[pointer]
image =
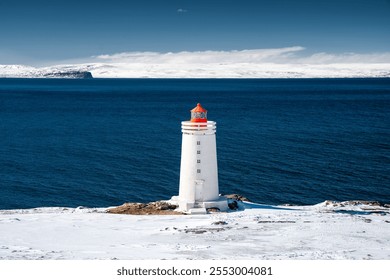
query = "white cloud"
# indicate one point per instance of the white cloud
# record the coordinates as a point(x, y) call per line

#### [WORK TO DO]
Output every line of the material above without any change, leaving the picture out.

#### [EXPECTED ANSWER]
[pointer]
image =
query = "white cloud"
# indicate one point per instance of the white cloud
# record the coordinates as a point(x, y) call per line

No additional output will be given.